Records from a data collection
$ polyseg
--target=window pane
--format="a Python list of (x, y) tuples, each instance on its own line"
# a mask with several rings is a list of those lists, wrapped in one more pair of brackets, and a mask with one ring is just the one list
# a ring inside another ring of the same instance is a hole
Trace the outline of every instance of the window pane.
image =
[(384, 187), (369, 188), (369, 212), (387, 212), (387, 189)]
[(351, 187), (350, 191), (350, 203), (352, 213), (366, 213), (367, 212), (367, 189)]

TASK DETAILS | Whenever the string "instance" shows up in a line above, copy that line.

OUTPUT OF THE TASK |
--format="a Python list of (x, y) tuples, each instance on its own line"
# a ring inside another ring of the same instance is a hole
Trace the outline of every instance of the window pane.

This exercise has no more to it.